> GOAL
Quote the line containing "Target: reddish branch" and all lines that follow it in the listing below, exactly as written.
*****
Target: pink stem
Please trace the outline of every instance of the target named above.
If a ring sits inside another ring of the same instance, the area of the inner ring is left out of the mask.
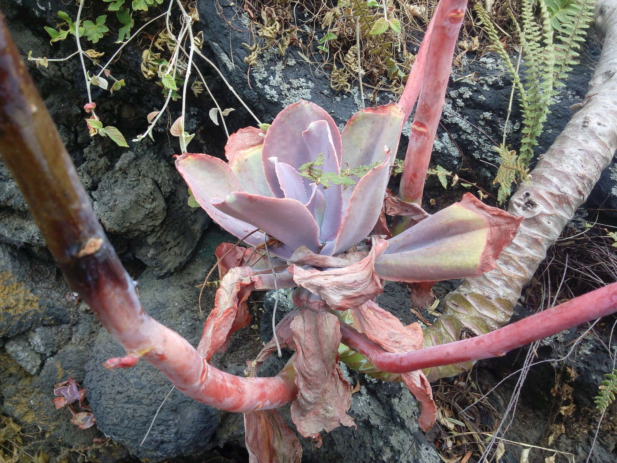
[[[378,369],[405,373],[433,367],[501,357],[508,351],[617,312],[617,283],[595,290],[499,330],[419,351],[392,354],[341,323],[343,343]]]
[[[412,66],[412,71],[407,77],[407,81],[405,84],[405,88],[403,94],[400,96],[397,104],[403,110],[405,117],[403,120],[407,121],[409,115],[412,114],[412,109],[416,104],[418,99],[418,95],[420,94],[420,89],[422,88],[422,81],[424,75],[424,68],[426,65],[426,53],[428,51],[429,43],[431,41],[431,36],[433,34],[433,28],[435,25],[435,18],[438,17],[437,11],[440,7],[447,0],[442,0],[437,4],[435,12],[431,18],[428,27],[424,33],[424,36],[422,39],[420,49],[418,50],[418,54],[416,55],[416,60]]]
[[[146,313],[91,206],[0,14],[0,154],[72,290],[128,357],[143,357],[178,390],[233,412],[277,408],[296,395],[291,365],[274,378],[241,378],[208,364],[188,341]]]
[[[435,23],[428,44],[429,58],[424,70],[399,192],[399,197],[408,202],[422,202],[426,172],[452,65],[452,54],[466,5],[467,0],[442,0],[433,16]],[[407,100],[405,104],[408,104]]]

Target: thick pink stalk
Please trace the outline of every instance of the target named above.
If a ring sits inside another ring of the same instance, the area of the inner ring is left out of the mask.
[[[617,283],[595,290],[475,338],[392,354],[353,328],[341,323],[342,342],[389,373],[405,373],[433,367],[500,357],[508,351],[586,322],[617,312]]]
[[[433,17],[434,25],[430,35],[422,88],[412,125],[399,192],[399,197],[408,202],[422,202],[433,141],[450,78],[452,55],[466,5],[467,0],[442,0]]]
[[[412,114],[413,106],[418,99],[418,95],[420,94],[420,89],[422,88],[422,81],[424,78],[424,68],[426,67],[426,54],[428,52],[429,43],[431,41],[431,36],[433,34],[433,28],[435,24],[435,18],[438,17],[437,12],[442,5],[445,4],[447,0],[442,0],[437,4],[435,12],[431,19],[424,36],[422,39],[420,49],[418,50],[418,54],[416,55],[416,60],[414,61],[412,66],[411,72],[407,77],[407,81],[405,84],[405,89],[403,94],[400,96],[397,104],[403,110],[405,115],[403,120],[407,121],[409,115]]]
[[[276,408],[296,395],[294,370],[274,378],[220,371],[182,336],[148,316],[103,231],[0,14],[0,154],[72,290],[128,357],[143,357],[188,396],[234,412]]]

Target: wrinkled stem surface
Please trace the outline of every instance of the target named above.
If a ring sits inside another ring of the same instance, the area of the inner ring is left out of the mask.
[[[276,408],[294,399],[292,368],[274,378],[220,371],[146,313],[1,16],[0,154],[72,290],[128,353],[143,357],[188,396],[223,410]]]
[[[617,283],[535,314],[492,333],[419,351],[392,354],[344,323],[342,343],[379,370],[404,373],[500,357],[508,351],[617,312]]]

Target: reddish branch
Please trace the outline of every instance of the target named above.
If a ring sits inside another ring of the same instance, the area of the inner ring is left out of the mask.
[[[146,313],[133,280],[94,215],[4,17],[0,17],[0,154],[71,289],[129,357],[143,357],[188,396],[223,410],[276,408],[295,398],[293,369],[274,378],[241,378],[220,371],[182,336]]]
[[[440,2],[439,5],[431,21],[432,29],[429,26],[429,30],[432,31],[430,35],[427,34],[429,38],[427,51],[428,59],[424,65],[422,88],[412,125],[399,192],[399,197],[408,202],[422,202],[422,193],[433,152],[433,141],[441,117],[445,89],[450,78],[452,55],[467,0],[452,0]],[[418,59],[423,57],[420,55]],[[414,77],[410,76],[410,78]],[[405,88],[405,91],[407,90]],[[410,99],[404,92],[401,104],[408,106]],[[406,108],[404,111],[408,114]]]
[[[433,367],[500,357],[508,351],[617,312],[617,283],[595,290],[474,338],[392,354],[353,328],[341,324],[342,343],[368,358],[379,370],[404,373]]]

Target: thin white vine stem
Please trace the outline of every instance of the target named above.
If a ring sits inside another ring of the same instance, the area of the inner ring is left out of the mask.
*****
> OUTPUT
Target: reddish branch
Please trace the outline of every instance of the target named above.
If a ring sits inside another ring of the same instance, the area of the inner ring is left out of the mask.
[[[146,313],[133,280],[94,215],[4,17],[0,17],[0,154],[71,289],[129,357],[143,357],[188,396],[223,410],[276,408],[295,398],[293,369],[274,378],[241,378],[220,371],[182,336]]]
[[[440,2],[439,5],[431,21],[432,29],[429,26],[429,30],[432,31],[430,35],[427,34],[429,38],[427,51],[428,59],[424,65],[422,88],[412,125],[399,192],[399,197],[408,202],[422,202],[422,193],[433,152],[433,141],[441,117],[445,89],[450,78],[452,55],[467,0],[452,0]],[[418,59],[423,57],[420,55]],[[414,77],[410,76],[410,78]],[[405,88],[405,91],[407,90]],[[410,99],[404,92],[401,104],[408,106]],[[406,108],[404,111],[408,114]]]
[[[433,367],[500,357],[508,351],[617,312],[617,283],[595,290],[474,338],[392,354],[353,328],[341,324],[342,343],[368,358],[379,370],[404,373]]]

Target: thin white vine stem
Please trace the outline of every instance of the target named above.
If a ring sits inside another ring of the same instance, the area of the inner ring is left out of the mask.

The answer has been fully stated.